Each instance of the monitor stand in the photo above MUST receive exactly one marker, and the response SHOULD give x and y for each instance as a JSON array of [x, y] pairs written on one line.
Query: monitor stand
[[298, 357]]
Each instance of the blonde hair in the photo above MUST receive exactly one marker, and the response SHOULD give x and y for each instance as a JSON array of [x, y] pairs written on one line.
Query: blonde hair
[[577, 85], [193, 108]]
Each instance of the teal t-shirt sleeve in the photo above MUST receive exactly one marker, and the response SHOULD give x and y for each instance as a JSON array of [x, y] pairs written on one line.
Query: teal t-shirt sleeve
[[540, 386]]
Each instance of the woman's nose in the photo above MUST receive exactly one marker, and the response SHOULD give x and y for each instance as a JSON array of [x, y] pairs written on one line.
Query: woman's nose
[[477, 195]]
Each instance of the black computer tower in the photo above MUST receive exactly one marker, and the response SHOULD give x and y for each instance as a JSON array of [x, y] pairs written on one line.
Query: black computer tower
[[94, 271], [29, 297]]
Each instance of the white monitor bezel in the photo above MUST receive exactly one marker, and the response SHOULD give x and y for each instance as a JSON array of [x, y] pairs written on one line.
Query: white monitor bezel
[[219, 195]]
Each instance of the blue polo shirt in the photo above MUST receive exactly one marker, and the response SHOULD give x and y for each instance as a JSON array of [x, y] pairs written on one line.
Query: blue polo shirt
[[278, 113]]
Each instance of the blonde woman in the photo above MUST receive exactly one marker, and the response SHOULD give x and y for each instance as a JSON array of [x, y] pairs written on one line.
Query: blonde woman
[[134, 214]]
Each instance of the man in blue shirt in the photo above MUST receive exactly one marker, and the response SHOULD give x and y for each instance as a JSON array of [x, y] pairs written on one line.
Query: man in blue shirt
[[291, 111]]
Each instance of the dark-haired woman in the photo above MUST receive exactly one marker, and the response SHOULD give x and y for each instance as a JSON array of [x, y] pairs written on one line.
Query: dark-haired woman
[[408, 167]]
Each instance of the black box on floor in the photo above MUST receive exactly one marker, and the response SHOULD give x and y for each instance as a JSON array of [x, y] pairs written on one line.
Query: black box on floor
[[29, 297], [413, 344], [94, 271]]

● EXERCISE REQUIREMENTS
Provide an exact transcript of the lines from the one that holds "Each instance of the woman's" through the final line of the data above.

● WORKED SOLUTION
Each instance of the woman's nose in the photo above MUST receive exactly one marker, and the response SHOULD give x and y for each instance as a JSON array of [x, y] pairs written on one line.
Query: woman's nose
[[477, 195]]
Each instance of the black computer tower in the photo above MUST receive exactly one marker, and the response SHOULD give x and y for each instance as a JSON array of [x, y] pairs written on one line.
Query: black computer tower
[[94, 271], [29, 297]]
Each instance of the white monitor bezel in the photo above MUST receive exactly one marker, and the response SHOULD give x and y for each instance as a JSON array of [x, y] pairs written on one line.
Query: white monitor bezel
[[219, 195]]
Each instance of the blue polo shirt in the photo above MUST receive exactly one marker, and the response SHOULD give x and y for each instance as a JSON array of [x, y] pairs written on one line.
Query: blue polo shirt
[[278, 113]]
Each instance of the blonde woman in the photo above MUST receive exactly one marker, and the response SHOULD give x and y for each instance as a JSON array of [x, y] pairs written on one line.
Query: blonde woman
[[134, 214]]
Each instance of the man in blue shirt in the photo above MUST receive exactly one marker, and the response SHOULD give x and y for each instance as a JSON array of [x, y] pairs written on one line.
Query: man in blue shirt
[[291, 111]]
Each instance of the dark-haired woman in the photo above MUST receive exactly one marker, and the response SHOULD give x and y for each instance as a JSON array of [x, y] pairs written on one line.
Query: dark-haired woman
[[408, 167]]
Each instance of the black box on floor in the photo above MUST receive exactly one marker, and the response SHOULD give x and y for each instance as a JSON array of [x, y] pairs written on one line.
Query: black box on floor
[[29, 297], [413, 344], [94, 271]]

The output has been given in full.